Problem details: Switch each "Target" in the rows below to "Object" and repeat the rows with nothing else changed.

Data in this exercise:
__________

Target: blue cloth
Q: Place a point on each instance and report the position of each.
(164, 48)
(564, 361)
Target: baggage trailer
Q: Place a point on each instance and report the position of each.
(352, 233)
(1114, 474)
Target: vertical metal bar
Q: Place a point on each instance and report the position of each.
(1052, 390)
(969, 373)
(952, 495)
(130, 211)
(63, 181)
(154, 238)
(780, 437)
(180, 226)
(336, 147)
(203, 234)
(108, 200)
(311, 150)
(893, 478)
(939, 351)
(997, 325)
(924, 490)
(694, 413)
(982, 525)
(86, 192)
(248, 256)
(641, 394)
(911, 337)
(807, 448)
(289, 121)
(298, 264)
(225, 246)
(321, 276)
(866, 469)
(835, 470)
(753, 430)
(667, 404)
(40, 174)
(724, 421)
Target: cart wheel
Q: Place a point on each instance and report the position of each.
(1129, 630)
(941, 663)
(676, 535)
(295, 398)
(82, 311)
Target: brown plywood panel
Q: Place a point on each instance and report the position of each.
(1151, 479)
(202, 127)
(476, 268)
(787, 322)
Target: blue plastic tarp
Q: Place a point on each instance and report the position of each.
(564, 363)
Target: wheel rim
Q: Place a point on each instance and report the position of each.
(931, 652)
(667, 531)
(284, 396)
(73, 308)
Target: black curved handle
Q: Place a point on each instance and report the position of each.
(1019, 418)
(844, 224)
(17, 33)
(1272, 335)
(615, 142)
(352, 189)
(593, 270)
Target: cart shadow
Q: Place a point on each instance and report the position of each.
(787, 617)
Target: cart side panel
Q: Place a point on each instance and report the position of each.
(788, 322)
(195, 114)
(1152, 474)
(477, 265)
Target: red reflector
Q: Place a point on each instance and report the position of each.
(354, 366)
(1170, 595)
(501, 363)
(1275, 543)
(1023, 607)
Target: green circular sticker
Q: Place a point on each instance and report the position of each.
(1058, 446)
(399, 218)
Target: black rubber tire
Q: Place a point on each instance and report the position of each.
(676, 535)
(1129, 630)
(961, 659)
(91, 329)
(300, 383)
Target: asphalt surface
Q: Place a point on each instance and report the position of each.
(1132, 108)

__________

Response below:
Object: blue cloth
Q: Place a point on each instance and report the position of each.
(164, 48)
(564, 361)
Object: baggage trailer
Q: Place a point on each instance and report the position of each.
(352, 233)
(1114, 474)
Object: vertical metal bar
Q: Place a point on each instance and report the position of each.
(1052, 390)
(969, 373)
(952, 495)
(130, 211)
(63, 181)
(154, 238)
(780, 437)
(180, 226)
(336, 147)
(203, 234)
(108, 200)
(311, 150)
(893, 478)
(939, 351)
(997, 325)
(924, 490)
(694, 413)
(982, 525)
(86, 192)
(248, 256)
(641, 394)
(911, 337)
(807, 448)
(289, 121)
(298, 264)
(225, 246)
(321, 276)
(866, 469)
(835, 470)
(753, 430)
(667, 404)
(40, 174)
(724, 421)
Object: cart wheel
Q: Place a point on each instance and report the position of each.
(1129, 630)
(941, 663)
(676, 535)
(295, 398)
(82, 311)
Object: brown plywood panel
Q: Place a point on each instance and report the position of each.
(1151, 479)
(202, 127)
(476, 268)
(787, 322)
Object: blue plastic tarp
Q: Place a point on each instance and report the position of each.
(564, 363)
Object: wheel rim
Q: Place a point on each instance and report the position of each.
(931, 652)
(667, 531)
(284, 396)
(73, 308)
Object: black curved handle
Q: Place a point on each instance and report the position of each.
(1019, 418)
(844, 224)
(17, 33)
(1272, 335)
(615, 142)
(352, 189)
(593, 270)
Object: cart shadow
Q: Place a point on each instance and report the position of each.
(787, 617)
Object: cart side panel
Q: Place a point on each instance and report the position of each.
(788, 322)
(195, 114)
(1152, 474)
(477, 265)
Object: red reflector
Q: Place a point on each instance and report the position of each.
(354, 366)
(1170, 595)
(501, 363)
(1275, 543)
(1023, 607)
Object: green circular sticker
Q: Place a point on each instance and report the position of each.
(1058, 446)
(399, 218)
Object: black rubber tire
Q: Place a point on each instance and report the position of each.
(676, 535)
(1129, 630)
(961, 659)
(91, 329)
(300, 383)
Object: asphalt surface
Q: Place a point on each instance and report the position of each.
(1132, 108)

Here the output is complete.